### [What you are asked to do]
Copy out the records below, swapping every "pixel position" for "pixel coordinate" and leaving all else as it stands.

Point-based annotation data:
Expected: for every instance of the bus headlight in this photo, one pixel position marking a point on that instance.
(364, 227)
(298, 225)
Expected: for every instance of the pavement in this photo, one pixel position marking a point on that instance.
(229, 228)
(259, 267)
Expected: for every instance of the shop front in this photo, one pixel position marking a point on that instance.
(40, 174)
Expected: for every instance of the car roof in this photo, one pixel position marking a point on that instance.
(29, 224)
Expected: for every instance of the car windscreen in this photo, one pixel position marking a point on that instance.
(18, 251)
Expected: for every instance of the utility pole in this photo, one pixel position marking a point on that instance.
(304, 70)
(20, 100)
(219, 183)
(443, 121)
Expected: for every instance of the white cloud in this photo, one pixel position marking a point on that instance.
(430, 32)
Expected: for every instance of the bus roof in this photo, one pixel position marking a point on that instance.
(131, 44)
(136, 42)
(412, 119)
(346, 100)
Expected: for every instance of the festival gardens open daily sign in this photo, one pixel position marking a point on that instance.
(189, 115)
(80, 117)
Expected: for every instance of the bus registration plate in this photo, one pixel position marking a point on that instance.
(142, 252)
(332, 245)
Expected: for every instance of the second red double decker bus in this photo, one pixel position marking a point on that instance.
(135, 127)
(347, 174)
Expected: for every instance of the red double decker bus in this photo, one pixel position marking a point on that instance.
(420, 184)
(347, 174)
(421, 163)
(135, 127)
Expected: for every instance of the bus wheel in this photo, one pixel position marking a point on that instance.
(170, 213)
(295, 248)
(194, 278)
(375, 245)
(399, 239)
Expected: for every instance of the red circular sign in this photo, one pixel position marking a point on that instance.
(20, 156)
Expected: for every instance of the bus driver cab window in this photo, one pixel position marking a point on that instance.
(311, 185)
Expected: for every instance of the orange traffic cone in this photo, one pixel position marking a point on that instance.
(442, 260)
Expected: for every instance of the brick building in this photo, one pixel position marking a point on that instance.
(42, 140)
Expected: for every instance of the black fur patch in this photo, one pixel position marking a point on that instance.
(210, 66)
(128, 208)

### [Solution for this task]
Expected: for every instance of the bus headlight in this photo, one pixel coordinate marking a point on that instance.
(364, 227)
(298, 225)
Expected: for every instance of the pavement in this photo, one pixel coordinate marking a point on that instance.
(229, 228)
(259, 267)
Expected: for every instance of the shop front in this photo, one pixel coordinate marking a point on that instance.
(40, 174)
Expected: for every instance of the car roof in this photo, one pixel coordinate marking a point on that instance.
(29, 224)
Expected: for every instance of the car windscreen in this photo, one pixel coordinate marking a point on that instance.
(18, 251)
Expected: for every instance of the utility pole in this photo, one pixel coordinate marking a point on that instance.
(304, 70)
(20, 100)
(219, 183)
(443, 121)
Expected: for every instance of the white cloud in this photo, one pixel coordinate marking a point on that instance.
(430, 32)
Expected: for every instance of the bus roof in this photo, one pixel coordinate marking a point on that instance.
(131, 44)
(136, 42)
(412, 119)
(346, 100)
Expected: for every instance of the festival gardens open daily sign in this photo, one pixel coordinate marking a point on that instance.
(189, 115)
(80, 117)
Expected: for every instance of the bus registration plate in this photo, one pixel coordinate marking a point on that instance.
(142, 252)
(332, 245)
Expected: for every instance of the second red double decker bus in this photo, one pixel coordinate marking a point on that instance.
(135, 127)
(347, 174)
Expected: for every instance of the red double decker bus in this photo, one pixel coordinate marking a point on that instance.
(420, 184)
(347, 174)
(421, 163)
(135, 127)
Expected: for every instance of the bus wheel in this photo, one pixel coordinate marking a point on that instance.
(170, 213)
(295, 248)
(194, 278)
(375, 245)
(399, 239)
Expected: for every instance of the red circular sign in this photo, one pixel coordinate marking a point on that instance.
(20, 156)
Expected: for every instance of the bus driver cab window in this photo, one pixel coordinate marking a point on that instance.
(311, 185)
Expected: for every instance of the orange traffic cone in this photo, one pixel coordinate marking a point on that instance.
(442, 260)
Expected: for every instance of the brick building in this photo, one pixel coordinate marking a point on that instance.
(42, 140)
Expected: for every instance of the black fur patch in this photo, one pixel coordinate marking a point on that instance.
(210, 66)
(128, 208)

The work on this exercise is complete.